WRITTEN INSTRUCTION 1. In the records, add 24 to every coordinate in the answers for the part that opens with the line containing "form: point(300, 193)." and closes with the line containing "point(154, 186)". Write out only those lines, both ends included, with the requests and their format samples left unchanged.

Cleopatra was very unlikely to have been taken in by Octavian’s protestations of love but may have been seeing what information she could charm out of Thyrsus. Other suggestions that at around this time she was actively seeking to betray Antony lack credibility since they occur only in the later sources, wherein Octavian’s denigration of Cleopatra had reached its maturity. Contemporaneous writers such as Horace and Vergil, who were by no means favorable to Cleopatra, accused her of many things but not of seeking to betray Antony during these final, desperate days. Cleopatra would have known that the war had been declared on her and not Antony, that Octavian wanted Egypt’s treasure and that her fate and Antony’s were bound together. It also seems hard to believe that, survivor though she was, she would have considered deceiving the man to whom she had been faithful for so long—the father of three of her children and, to all intents and purposes, her husband.

By now it was the height of summer in the year 30 and Octavian had set out with his confident legions to invade Egypt. When he came ashore in Phoenicia he found King Herod awaiting him. Eager to please his new overlord, Herod provided lavish entertainments and accommodations and provisioned Octavian’s armies with both water and wine as they marched onward through the hot deserts of Gaza and Sinai and on to the very borders of Egypt.

Death on the Nile

P
ELUSIUM FELL QUICKLY to Octavian’s forces. Cleopatra punished the town’s governor for yielding too readily by ordering the execution of his wife and children. Dio Cassius claimed that Cleopatra herself had engineered the town’s surrender to curry favor with Octavian and Plutarch noted a rumor that she had connived at its fall. Yet, like the earlier claims of her perfidy, this scarcely seems plausible.

Antony himself had not been at Pelusium but nearly 180 miles to the west of Alexandria at Paraetorium, the modern Mersah Matruh, trying to stem the advance of Octavian’s forces from Cyrenaica. These were the four legions that had deserted from Antony only some nine months previously and were now led by Cornelius Gallus. From an unprivileged background, Gallus was nevertheless an accomplished lyric poet as well as a general. He had once composed volumes of verse to Antony’s former mistress, Cytheris. In the face of Antony’s advance, he showed his military skills by trapping and destroying some of Antony’s galleys in a small harbor, into which he had allowed them to sail unopposed. He did so by stretching chains across the harbor mouth and lowering them beneath the water before the arrival of Antony’s unsuspecting vessels, only to raise them again using a sophisticated system of winches once the galleys were inside. When, on land, Antony approached Gallus’ lines to try to address the troops who had so recently been loyal to him and had served with him on so many campaigns, Gallus ordered the trumpeters to sound their bugles and to continue as long as Antony persisted in his attempt to speak. Eventually Antony gave up.

WRITTEN INSTRUCTION 2. Carry on the account of Antony and Cleopatra's final stand against Octavian from the point where it stops.

INPUT.
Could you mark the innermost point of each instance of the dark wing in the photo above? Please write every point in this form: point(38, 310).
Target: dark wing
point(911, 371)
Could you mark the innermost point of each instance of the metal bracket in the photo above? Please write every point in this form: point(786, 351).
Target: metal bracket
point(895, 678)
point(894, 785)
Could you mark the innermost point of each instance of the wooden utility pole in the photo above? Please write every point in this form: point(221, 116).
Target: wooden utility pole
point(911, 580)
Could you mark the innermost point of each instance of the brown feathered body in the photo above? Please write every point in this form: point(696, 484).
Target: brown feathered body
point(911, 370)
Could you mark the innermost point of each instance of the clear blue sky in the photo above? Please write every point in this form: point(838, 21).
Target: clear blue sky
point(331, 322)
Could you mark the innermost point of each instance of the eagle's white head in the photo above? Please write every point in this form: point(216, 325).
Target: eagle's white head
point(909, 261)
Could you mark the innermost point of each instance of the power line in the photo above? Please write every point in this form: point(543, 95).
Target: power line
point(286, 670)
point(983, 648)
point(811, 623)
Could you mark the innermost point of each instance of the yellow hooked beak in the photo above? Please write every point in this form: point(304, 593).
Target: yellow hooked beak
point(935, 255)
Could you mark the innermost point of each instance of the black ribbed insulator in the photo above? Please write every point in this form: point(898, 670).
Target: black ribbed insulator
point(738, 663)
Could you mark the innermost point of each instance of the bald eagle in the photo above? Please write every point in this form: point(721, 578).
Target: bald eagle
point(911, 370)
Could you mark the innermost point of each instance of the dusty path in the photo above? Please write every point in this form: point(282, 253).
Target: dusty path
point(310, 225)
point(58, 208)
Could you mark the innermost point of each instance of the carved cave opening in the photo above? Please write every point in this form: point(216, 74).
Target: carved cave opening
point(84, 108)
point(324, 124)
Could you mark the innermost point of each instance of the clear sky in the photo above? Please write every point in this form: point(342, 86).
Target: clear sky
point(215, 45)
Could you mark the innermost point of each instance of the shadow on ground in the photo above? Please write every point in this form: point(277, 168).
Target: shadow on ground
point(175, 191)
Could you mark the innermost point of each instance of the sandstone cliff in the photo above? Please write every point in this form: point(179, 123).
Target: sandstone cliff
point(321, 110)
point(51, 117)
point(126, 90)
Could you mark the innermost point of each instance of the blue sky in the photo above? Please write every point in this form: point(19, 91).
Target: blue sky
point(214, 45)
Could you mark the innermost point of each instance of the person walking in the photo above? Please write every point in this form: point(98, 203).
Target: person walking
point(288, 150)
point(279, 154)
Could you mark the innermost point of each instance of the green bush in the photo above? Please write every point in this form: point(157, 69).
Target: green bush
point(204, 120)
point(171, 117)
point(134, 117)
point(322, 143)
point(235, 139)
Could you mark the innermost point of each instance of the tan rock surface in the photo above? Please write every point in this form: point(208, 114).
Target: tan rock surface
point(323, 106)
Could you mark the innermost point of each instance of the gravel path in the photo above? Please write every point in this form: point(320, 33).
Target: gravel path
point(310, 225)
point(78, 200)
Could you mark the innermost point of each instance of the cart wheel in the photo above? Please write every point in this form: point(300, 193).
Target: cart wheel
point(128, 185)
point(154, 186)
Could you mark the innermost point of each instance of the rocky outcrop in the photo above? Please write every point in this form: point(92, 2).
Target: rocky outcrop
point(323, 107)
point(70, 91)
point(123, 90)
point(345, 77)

WRITTEN RESPONSE 1.
Could you mark the innermost point of each instance of the cart wheel in the photo above? Please write every point in this form: point(300, 193).
Target: cart wheel
point(152, 209)
point(178, 210)

WRITTEN RESPONSE 2.
When the news of Pelusium reached him, Antony himself returned to Alexandria, leaving his subordinates to defend Egypt’s western frontiers as best they could. Antony was only just in time. Octavian advanced quickly across the branches of the Nile delta toward Alexandria. Before long, in the shattering July heat, he was making camp near the hippodrome to the east of the city walls. Energized by the chance of further action, this time against Octavian in person, Antony led a sally out of Alexandria and, encountering the advance guard of Octavian’s cavalry, sent them reeling back in panic to their camp.

Plutarch wrote that “Antony felt good after his victory.” It was his final moment of glory. Still wearing his armor, dust-caked and sweat-soaked, and with the adrenaline of battle still pumping through his aging body, he strode into the royal palace, wrapped Cleopatra in his arms and kissed her. He then presented to her the soldier who in his view had fought the most bravely in the successful action. In a flamboyant gesture typical both of her generosity and of her ostentation, she rewarded him with a gleaming gold breastplate and helmet. However, that very night, the man quietly defected, crossing the lines to Octavian’s camp, taking Cleopatra’s gifts with him—a depressing sign of the faltering confidence of those close to Cleopatra and Antony and a reminder, if they needed one, to Octavian and his men of Alexandria’s riches.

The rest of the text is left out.